[[ Excerpt to read open ]]
I get excited sometimes and in the interest of trying to stay brief (a challenge for me. Grin.), I often make leaps that work in my head, but not so well for others if they are not explicitly stated. Sorry....
The other part of it is that calling the ADA (and similar laws in other countries) a civil rights law, rather than a law to correct flaws, is that it leads to the ability to design a system like Captcha, and then accommodate it to meet the letter of a law. The approach of design, then accommodate, guarantees that we never go beyond a level of minimum standard because the minimum standard becomes the goal.
On another note, I am sorry also for assuming a common experience with ADA. The internet is a big place... I forgot that we are not all Americans for a second there. I apologize for my assumption, and consider it a lesson learned. Avoiding assumptions is really hard and I am not always good at it.
Re: My Soap Box Has a Ramp.
It always confused the hell out of me that the US viewed the ADA as a civil rights thing. Germany approaches disability rights differently again - it gets filed under legal/medical accommodations and thus must be expanded as far as possible. I have far fewer problems here, since I returned (my disability is relatively new) and people automatically include me in life as a person first, with my disability second, even as they're helping me. Children regularly ask questions, school-age ones on their own, little ones get sent by their parents ('Mummy, what's wrong with the lady?' 'If you want to know, go ask her politely. I can't tell by looking at her. Just remember to be polite.'). In the US, parents were always shushing and dragging their kids away as if disabled persons were invisible or shameful or something. It's nice to be automatically treated as 'normal' by society again, with allowances for my limitations, rather than ignored/seen as a leper.
But, digression aside, you're right, and I think Google's general American-centric focus as evidenced by some of those quotes above and the limitations of the ADA are part of the problem. Which is why we're talking about a focussed, targeted campaign to wake Google up and make them the centre-point of a flood of communications letting them know how they are failing in their self-styled quest for web-wide accessibility. Oooh, they're going to regret asking for feedback.... *evil feline smile*
As for failing to check your assumptions at the door, don't feel bad about it, just work on it in the future. :D I am, unfortunately, used to, even here on DW, people assuming that "everyone's an American" and I am quite used to gently reminding people that yes, Virginia, there IS a world outside your borders. ;)
PS Checked out your blog. What a pity, two and a half years ago, I left your area. And your kitty is adorable beyond words!
[[ Excerpt to read closed ]]
[[ Given entries open ]]
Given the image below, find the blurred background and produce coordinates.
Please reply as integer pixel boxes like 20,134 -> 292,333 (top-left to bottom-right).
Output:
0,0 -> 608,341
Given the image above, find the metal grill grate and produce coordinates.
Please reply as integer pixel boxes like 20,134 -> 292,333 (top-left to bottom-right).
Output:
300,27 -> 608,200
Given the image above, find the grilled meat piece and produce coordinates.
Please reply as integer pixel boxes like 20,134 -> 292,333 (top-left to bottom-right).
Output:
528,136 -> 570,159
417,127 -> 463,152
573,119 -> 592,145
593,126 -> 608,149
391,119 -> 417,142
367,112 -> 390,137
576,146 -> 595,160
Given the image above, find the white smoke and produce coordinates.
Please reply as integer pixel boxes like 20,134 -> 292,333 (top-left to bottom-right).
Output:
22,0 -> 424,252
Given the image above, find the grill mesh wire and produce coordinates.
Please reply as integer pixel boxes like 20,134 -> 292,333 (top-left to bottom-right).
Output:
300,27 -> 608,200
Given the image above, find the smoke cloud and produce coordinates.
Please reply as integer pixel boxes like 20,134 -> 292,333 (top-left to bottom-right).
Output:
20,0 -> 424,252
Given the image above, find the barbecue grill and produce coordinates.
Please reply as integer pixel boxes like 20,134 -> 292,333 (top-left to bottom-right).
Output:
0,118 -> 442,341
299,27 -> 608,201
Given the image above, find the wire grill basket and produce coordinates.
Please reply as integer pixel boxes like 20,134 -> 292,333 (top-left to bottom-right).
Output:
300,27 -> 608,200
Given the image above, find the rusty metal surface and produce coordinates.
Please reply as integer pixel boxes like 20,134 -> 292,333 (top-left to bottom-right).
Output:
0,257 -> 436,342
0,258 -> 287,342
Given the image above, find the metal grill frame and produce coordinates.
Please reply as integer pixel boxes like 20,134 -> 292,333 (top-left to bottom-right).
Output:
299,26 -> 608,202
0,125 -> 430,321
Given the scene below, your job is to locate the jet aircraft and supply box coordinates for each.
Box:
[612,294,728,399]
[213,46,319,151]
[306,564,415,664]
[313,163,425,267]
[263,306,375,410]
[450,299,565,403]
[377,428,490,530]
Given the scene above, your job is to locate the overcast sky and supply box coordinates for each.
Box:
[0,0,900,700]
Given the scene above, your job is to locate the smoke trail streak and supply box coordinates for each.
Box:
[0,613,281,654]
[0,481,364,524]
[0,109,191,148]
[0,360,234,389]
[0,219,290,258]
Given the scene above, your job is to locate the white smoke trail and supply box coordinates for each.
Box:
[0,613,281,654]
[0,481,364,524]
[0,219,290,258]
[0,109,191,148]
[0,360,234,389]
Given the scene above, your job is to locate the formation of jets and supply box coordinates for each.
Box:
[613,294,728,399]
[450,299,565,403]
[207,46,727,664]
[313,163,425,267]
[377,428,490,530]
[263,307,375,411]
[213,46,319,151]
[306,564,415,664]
[[ Given entries closed ]]
*Exercise instructions*:
**A.** Print everything in the discussion of the ADA from "I get excited" down to "explicitly stated. Sorry....".
**B.** In the discussion of the ADA, under what category does Germany file disability rights?
You won't need the records for this work.

*Answers to the exercises*:
**A.**
I get excited sometimes and in the interest of trying to stay brief (a challenge for me. Grin.), I often make leaps that work in my head, but not so well for others if they are not explicitly stated. Sorry....

**B.** Legal/medical accommodations, which must be expanded as far as possible.